**Tasks and exercises:**
1/ Quote the passage on gold loan companies word for word, everything from "Consequently, a sharp" down to "growth to 9-10%).".
2/ Pick up the passage on Muthoot and Manappuram gold loans where it stops and write its continuation.

**Excerpt:**
....................
Consequently, a sharp divergence in valuation happened between the two in the last 6 months.
But it needs to be noted that Muthoot is not free from some of these risks, such as rising competition in gold loans. It has also seen a marginal decline in its gold loan AUM in the December 2021 quarter. Its management has also highlighted challenges to growth (toned down its guidance of 15% growth to 9-10%).
Tailwinds from gold prices
Historically gold loan companies have seen higher growth during periods of rising gold prices. Rising gold prices prompt borrowers to use this lending avenue more as they get better value for their jewellery. Companies to get leeway on their LTV to increase lending.
When gold prices rose at a 12% CAGR between 2017 and 2019, Muthoot and Manappuram managed a 6-18% CAGR in their loan books aided by 3-4% growth in gold holdings (tonnes) with the rest coming from prices. Their LTV (loan to value ratio) remained constant at about 65-67%
Below is a snapshot of their gold holdings (tonnes) and AUM growth in the last 5 years.
The brief spike in AUM in 2021 also coincided with rising gold prices post pandemic. While gold prices were muted for most part of 2021, they have been reviving recently on the back of rising inflation risks and geopolitical tensions. A sustained rise in gold prices has the potential to revive loan growth and add to the LTV cushion for both companies, which have seen flattish AUMs for the first three quarters of FY2022. Such a growth revival can help Manappuram recoup its valuations.
After the recent declines, the Manappuram Finance stock trades at 1.25X its book value, for an underlying loan book that combines 65% gold loans and 25% microfinance loans. Muthoot Finance remains much more expensive at 3X its book value with a 90% gold loan focus.
....................
[Phrase grounding data]

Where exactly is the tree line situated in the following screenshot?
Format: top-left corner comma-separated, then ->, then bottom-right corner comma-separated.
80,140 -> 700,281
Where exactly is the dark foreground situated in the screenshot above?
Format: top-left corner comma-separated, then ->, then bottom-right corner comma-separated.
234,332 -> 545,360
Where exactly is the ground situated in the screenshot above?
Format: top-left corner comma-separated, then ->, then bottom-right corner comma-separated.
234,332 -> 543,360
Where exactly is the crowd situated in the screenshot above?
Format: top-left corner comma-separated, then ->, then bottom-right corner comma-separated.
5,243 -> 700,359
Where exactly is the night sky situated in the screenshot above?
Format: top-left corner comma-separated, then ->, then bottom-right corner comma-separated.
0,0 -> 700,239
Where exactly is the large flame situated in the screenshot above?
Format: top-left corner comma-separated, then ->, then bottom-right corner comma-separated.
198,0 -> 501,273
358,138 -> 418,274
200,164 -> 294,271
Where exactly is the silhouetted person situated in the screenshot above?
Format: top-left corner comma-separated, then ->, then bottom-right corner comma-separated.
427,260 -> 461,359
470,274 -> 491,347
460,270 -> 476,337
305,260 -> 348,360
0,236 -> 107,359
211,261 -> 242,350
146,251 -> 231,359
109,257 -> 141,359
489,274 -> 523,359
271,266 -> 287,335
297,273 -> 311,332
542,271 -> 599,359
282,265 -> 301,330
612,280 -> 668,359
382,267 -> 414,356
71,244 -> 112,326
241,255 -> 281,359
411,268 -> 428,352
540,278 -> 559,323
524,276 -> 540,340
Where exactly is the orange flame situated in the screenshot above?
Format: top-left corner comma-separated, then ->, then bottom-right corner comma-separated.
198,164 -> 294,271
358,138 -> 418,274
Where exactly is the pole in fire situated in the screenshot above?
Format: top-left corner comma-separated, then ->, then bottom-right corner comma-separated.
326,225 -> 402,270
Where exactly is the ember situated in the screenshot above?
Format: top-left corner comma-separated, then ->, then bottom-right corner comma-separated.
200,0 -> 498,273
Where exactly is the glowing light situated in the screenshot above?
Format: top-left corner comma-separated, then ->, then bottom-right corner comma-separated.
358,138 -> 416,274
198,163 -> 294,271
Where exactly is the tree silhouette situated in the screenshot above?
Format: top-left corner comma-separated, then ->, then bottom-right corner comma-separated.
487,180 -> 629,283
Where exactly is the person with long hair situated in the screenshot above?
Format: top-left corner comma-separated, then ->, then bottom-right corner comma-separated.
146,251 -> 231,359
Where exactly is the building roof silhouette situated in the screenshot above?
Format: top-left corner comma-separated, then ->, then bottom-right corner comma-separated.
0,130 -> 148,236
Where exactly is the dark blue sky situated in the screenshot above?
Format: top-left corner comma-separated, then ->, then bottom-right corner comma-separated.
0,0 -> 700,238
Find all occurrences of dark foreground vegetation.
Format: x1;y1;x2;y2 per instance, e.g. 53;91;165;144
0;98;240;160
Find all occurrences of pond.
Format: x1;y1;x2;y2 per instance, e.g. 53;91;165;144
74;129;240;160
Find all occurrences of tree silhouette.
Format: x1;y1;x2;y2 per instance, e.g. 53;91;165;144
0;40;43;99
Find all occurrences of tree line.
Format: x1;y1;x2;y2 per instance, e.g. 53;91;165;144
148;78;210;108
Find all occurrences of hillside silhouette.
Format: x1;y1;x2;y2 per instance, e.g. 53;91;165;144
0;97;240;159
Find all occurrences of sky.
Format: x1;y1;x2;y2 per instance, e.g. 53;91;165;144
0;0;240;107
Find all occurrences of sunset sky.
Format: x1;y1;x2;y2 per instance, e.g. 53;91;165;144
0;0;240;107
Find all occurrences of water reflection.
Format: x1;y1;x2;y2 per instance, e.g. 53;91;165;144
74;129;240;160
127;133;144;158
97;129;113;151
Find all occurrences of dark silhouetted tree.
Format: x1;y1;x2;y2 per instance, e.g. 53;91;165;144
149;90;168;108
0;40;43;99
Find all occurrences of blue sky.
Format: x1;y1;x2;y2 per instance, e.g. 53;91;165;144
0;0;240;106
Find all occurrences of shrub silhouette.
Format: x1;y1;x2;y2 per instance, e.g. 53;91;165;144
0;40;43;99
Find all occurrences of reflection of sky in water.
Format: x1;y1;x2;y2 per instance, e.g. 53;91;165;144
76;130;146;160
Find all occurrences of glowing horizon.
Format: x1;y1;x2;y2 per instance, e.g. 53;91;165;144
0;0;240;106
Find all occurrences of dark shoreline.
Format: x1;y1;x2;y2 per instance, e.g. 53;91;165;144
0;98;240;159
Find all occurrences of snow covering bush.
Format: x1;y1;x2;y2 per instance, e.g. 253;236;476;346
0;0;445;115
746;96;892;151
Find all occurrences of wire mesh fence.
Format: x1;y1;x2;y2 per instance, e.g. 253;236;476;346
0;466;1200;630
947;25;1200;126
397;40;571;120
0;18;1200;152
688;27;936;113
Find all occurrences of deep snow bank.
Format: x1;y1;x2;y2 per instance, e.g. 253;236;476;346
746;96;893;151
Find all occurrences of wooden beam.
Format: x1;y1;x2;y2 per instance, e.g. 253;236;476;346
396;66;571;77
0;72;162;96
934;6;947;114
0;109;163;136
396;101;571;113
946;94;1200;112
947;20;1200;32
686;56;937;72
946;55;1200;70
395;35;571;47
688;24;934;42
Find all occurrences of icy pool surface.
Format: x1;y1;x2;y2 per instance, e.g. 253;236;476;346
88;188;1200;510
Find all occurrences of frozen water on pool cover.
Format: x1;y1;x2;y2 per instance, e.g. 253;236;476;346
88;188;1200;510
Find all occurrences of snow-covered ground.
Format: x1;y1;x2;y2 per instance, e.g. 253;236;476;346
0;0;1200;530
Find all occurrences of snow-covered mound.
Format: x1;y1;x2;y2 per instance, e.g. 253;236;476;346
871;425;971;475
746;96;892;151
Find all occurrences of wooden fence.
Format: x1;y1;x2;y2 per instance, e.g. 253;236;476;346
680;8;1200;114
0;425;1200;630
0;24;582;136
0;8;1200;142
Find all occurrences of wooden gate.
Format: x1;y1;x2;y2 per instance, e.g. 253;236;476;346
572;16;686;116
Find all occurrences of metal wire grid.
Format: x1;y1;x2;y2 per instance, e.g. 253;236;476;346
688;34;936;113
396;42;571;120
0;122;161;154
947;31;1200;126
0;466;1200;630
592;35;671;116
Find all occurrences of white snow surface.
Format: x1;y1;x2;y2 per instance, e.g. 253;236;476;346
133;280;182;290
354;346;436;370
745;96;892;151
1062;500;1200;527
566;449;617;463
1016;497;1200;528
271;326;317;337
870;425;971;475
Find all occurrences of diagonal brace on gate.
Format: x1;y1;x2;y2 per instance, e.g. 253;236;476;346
....................
**Task-by-task results:**
1/
Consequently, a sharp divergence in valuation happened between the two in the last 6 months.
But it needs to be noted that Muthoot is not free from some of these risks, such as rising competition in gold loans. It has also seen a marginal decline in its gold loan AUM in the December 2021 quarter. Its management has also highlighted challenges to growth (toned down its guidance of 15% growth to 9-10%).

2/
Tailwinds from higher gold prices have the potential to lift loan book growth and thus valuations for both players. For Manappuram though there could be an additional tailwind from the microfinance business normalising as economic activities get back to usual levels post the third wave of the pandemic.
There’s already plenty of evidence that the third wave of Covid is rapidly receding across India. What’s more, with the fear factor surrounding the pandemic receding, the adverse impact on business and consumer sentiment is fading fast. Top microfinance players have seen AUM growth of 7-9% in Q3FY22 with returning new customer acquisitions while collections have normalised to 98-99% levels.
Manappuram has already provided for its NPAs so far in the microfinance business and a return to normalcy for this business could restore loan growth and help its battered valuations recover. Asirvad is already the 3rd largest MFI in India and post pandemic survivors are likely to emerge stronger.
If the tailwinds play out as expected, the steep valuation divergence between Muthoot and Manappuram could significantly narrow with the latter recouping returns and improving its valuations.